#### Reading passage
Next, we give the Poincaré-type inequality for the multilinear Calderón–Zygmund operator ${\widetilde{\mathcal{L}}}$ on a differential form in the local domain.

Theorem 2

Let $\widetilde{\mathcal{L}}$ be a multilinear Calderón–Zygmund operator defined by (19), $B\subset \Omega $, the kernel function K satisfies condition (2) in Definition 1, and $u^{(1)},\ldots ,u^{(m)} \in L^{p}_{loc}(\Omega ,\Lambda ^{l})$ satisfy A-harmonic equation (1), then for $\theta ={1+\frac{2}{n}-\frac{m-1}{p}}$, we have

$$\begin{aligned} & \bigl\Vert \widetilde{\mathcal{L}}\bigl(u^{(1)},\ldots ,u^{(m)}\bigr) (x)-\bigl( \widetilde{\mathcal{L}}\bigl(u^{(1)}, \ldots ,u^{(m)}\bigr) (x)\bigr)_{B} \bigr\Vert _{p,B} \\ &\quad \le C \vert B \vert ^{\theta } \bigl\Vert u^{(1)} \bigr\Vert _{p,\sigma B}\cdots \bigl\Vert u^{(m-1)} \bigr\Vert _{p, \sigma B} \bigl\Vert u^{(m)} \bigr\Vert _{p, B}. \end{aligned}$$

Proof

Applying the decomposition theorem for a differential form and Lemma 1, we get

$$\begin{aligned} & \bigl\Vert \widetilde{\mathcal{L}} \bigl(u^{(1)},\ldots ,u^{(m)}\bigr) (x)-\bigl( \widetilde{ \mathcal{L}}\bigl(u^{(1)},\ldots ,u^{(m)}\bigr) (x) \bigr)_{B} \bigr\Vert _{p,B} \\ &\quad = \bigl\Vert T\bigl(\mathrm{d}\widetilde{\mathcal{L}} \bigl(u^{(1)},\ldots ,u^{(m)}\bigr) (x)\bigr)+ \mathrm{d}\bigl(T \widetilde{\mathcal{L}}\bigl(u^{(1)},\ldots ,u^{(m)}\bigr) (x) \bigr) -\bigl( \widetilde{\mathcal{L}}\bigl(u^{(1)},\ldots ,u^{(m)}\bigr) (x)\bigr)_{B} \bigr\Vert _{p,B} \\ &\quad = \bigl\Vert T\bigl(\mathrm{d}\bigl(\widetilde{\mathcal{L}} \bigl(u^{(1)},\ldots ,u^{(m)}\bigr) (x)\bigr)\bigr) \bigr\Vert _{p,B} \\ &\quad \leq C \vert B \vert \operatorname{diam}(B) \bigl\Vert \mathrm{d} \bigl(\widetilde{\mathcal{L}}\bigl(u^{(1)}, \ldots ,u^{(m)} \bigr) (x)\bigr) \bigr\Vert _{p,B}. \end{aligned}$$

(21)
########
Problem 1:
In the passage on the Calderón–Zygmund operator, copy the text from "Next, we give" to "the local domain.", swapping "local domain" for "bounded domain".
Problem 2:
In the passage on the Calderón–Zygmund operator, what condition must the kernel function K satisfy?
Problem 3:
List every theorem, lemma, and definition that the passage on the Calderón–Zygmund operator mentions by name or number.
The lines that come after this passage have nothing to do with it.
#### Given information
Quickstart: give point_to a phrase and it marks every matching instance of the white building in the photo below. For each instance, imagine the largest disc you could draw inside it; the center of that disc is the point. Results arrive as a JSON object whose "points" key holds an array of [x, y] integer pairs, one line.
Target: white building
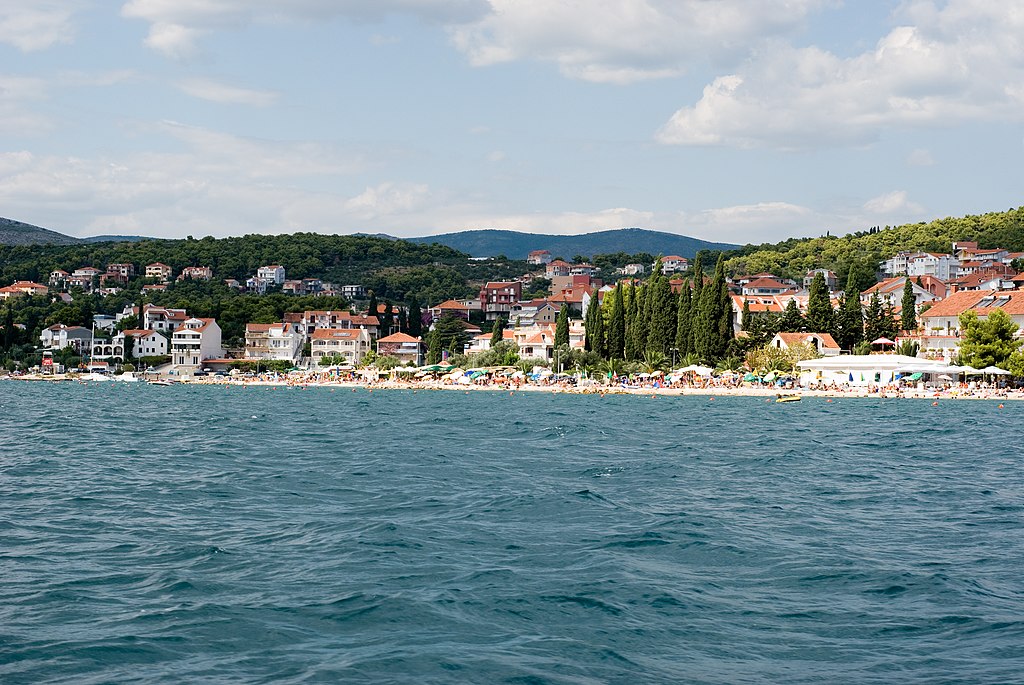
{"points": [[272, 341], [350, 344], [198, 339]]}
########
Exercise solution 1:
Next, we give the Poincaré-type inequality for the multilinear Calderón–Zygmund operator ${\widetilde{\mathcal{L}}}$ on a differential form in the bounded domain.

Exercise solution 2:
Condition (2) in Definition 1.

Exercise solution 3:
Theorem 2; Definition 1; Lemma 1; the decomposition theorem for a differential form